List of tasks:
(A) From the theater review, write out the passage between "By Nate Beyer" and "through November 16.", inclusive.
(B) In the theater review, which two forms of life on Earth are said to be extinct?
(C) Pick up the theater review after its final sentence and carry it forward.

Passage given:
Theater Review: The Sci-Fi of “X” — Revelation Through Disintegration

By Nate Beyer

Part cautionary tale about the fate of the earth, part homage to Samuel Beckett, part theatrical metaphor for dementia,  X is a harrowing exploration of the human psyche.

X by Alistair McDowall. Directed by Lindsay Eagle. Staged by Flat Earth Theatre at the Mosesian Center of the Arts in Watertown, MA, through November 16.

Abigail Erdelatz plays Mattie in Flat Earth Theatre’s production of “X.”  Photo: courtesy of Flat Earth Theatre.

Science fiction is a genre that poses distinct challenges for the stage. Lightsaber battles, the Deathstar, laser blasters, and alien goo (all of this coming with hi-grade CGI) would be out of the question in a black box theater. But there is a quieter kind of sci-fi — explored in movies such as Danny Boyle’s Sunshine and James Gray’s Ad Astra and the novels of Stanislaw Lem — that understand that space is the place for the exploration of the parameters of the human, an opportunity to excavate inner consciousness. And that is, wisely, where Flat Earth Theater’s latest production ventures.

X‘s setting is a space station on Pluto that has recently lost contact with Earth. Back on the home planet, humanity has been losing various forms of life for decades, from trees to birds (both extinct) to most other animals. At first, the crew members seem to be those we would find lounging on the deck of the Enterprise: the jaded captain shepherding a crew of newbies into deep space, his tightly wound female lieutenant,  a young “space-bro,” and the (dare I say it) earthy young engineer-y woman. Yet everything is not as it seems. An enigmatic shadow stalks the space station, an apparition in the form of a young girl with an X carved where her mouth should be.

Stored records:
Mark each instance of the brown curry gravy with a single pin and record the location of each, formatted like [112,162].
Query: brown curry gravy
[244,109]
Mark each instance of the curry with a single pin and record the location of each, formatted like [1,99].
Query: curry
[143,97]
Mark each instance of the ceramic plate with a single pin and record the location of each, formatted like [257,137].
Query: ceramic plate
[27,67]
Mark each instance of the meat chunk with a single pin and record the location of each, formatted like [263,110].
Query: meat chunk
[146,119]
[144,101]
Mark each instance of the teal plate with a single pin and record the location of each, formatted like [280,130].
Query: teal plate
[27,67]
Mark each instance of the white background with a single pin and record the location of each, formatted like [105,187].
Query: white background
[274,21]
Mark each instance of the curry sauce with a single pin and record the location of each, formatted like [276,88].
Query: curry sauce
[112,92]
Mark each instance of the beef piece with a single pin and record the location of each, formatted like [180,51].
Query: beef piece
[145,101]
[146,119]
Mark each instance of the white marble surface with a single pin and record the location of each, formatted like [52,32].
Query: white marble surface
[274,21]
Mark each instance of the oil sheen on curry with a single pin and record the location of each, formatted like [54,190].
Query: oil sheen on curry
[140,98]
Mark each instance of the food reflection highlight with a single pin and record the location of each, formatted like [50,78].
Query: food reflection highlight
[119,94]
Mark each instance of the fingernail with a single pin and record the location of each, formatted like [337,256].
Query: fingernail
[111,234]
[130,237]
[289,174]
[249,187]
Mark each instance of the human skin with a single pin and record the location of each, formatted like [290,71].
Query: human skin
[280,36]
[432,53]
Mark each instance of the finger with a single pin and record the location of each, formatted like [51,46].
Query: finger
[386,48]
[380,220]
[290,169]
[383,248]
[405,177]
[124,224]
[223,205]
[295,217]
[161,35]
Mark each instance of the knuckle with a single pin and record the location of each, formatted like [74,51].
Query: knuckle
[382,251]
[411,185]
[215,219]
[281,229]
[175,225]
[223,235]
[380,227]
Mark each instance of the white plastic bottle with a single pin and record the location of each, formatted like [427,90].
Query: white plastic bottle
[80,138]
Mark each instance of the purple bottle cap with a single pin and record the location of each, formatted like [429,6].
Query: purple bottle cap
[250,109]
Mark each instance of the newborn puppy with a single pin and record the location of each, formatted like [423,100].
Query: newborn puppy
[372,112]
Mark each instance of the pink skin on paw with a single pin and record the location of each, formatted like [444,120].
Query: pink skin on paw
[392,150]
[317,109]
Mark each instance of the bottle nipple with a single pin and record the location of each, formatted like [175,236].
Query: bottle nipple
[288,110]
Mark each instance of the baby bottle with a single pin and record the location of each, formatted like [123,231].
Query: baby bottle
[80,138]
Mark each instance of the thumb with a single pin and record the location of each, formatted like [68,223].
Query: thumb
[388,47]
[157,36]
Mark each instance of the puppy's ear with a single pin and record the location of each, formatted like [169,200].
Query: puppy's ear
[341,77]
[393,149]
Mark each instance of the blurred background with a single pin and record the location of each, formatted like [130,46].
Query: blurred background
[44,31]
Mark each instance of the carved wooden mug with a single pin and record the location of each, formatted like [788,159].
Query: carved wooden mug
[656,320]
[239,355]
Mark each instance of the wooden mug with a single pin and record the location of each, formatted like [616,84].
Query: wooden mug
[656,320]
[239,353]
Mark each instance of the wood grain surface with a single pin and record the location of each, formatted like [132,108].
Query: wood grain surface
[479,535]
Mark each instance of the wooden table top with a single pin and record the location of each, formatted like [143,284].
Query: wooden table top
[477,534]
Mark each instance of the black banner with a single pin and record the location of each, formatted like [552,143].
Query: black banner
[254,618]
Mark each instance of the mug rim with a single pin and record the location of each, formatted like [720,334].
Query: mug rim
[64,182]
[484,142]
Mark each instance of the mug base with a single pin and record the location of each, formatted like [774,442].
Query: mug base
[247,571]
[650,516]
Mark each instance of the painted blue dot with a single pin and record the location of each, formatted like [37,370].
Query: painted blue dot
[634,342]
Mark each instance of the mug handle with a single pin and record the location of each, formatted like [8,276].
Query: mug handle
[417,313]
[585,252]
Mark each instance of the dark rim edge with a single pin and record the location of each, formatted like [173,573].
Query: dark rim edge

Written answers:
(A)
By Nate Beyer

Part cautionary tale about the fate of the earth, part homage to Samuel Beckett, part theatrical metaphor for dementia,  X is a harrowing exploration of the human psyche.

X by Alistair McDowall. Directed by Lindsay Eagle. Staged by Flat Earth Theatre at the Mosesian Center of the Arts in Watertown, MA, through November 16.

(B) Trees and birds.

(C)
As if the It-like claustrophobic isolation and the tension of being stalked by some alien life-form wasn’t enough, the human residents of Pluto have another big problem: time. The computer system’s auto link with the “common time” used on earth has been severed, and the onboard clock malfunctions. In a world without a sunrise or sunset, this temporal disorientation dissolves the population’s  sense of reality. Soon, the voyagers become unmoored, caught up in a loop of  repeating scenes, one on top of the other. The borders of the self, the ego of each character, breaks down and reforms. Stories are repeated and retold as characters cycle through acts of remembering and forgetting.

The script, by noted playwright Alistair McDowall (Pomona, Brilliant Adventures), does not offer his characters an easy way out of their quandary. While eschewing the easy tropes of escapist sci-fi (no “everyone into the transducer!” moments), McDowall  leaves chunks of script  (particularly in the show’s second half) in the hands of director Lindsay Eagle and her cast. We are talking improv here: several pages of the script have Xs instead of dialogue and stage directions. In lesser hands, the work’s heady blend of metaphysics and psychology would probably result in unintentional comedy. But the director and cast rise to the out-of-this-world challenge. Cassandra Meyer as Gilda,  the anxious second in command, and space bro Clark (Nick Perron) are excellent. Ray, the crusty veteran Captain, is played with quiet fatalism by David Anderson. Slava Tchoul, as scientist Cole, brings in an element of repressed fury. Abigail Erdelatz, as Mattie, supplies an emotional honesty that anchors the production — we need to care about the struggles of these trapped voyagers. Meyer and Perron in particular bring welcome depth to their roles: their characters change from “crew member” cutouts to fully rendered human beings who experience fear, pain, love, and even gentle laughter before the end.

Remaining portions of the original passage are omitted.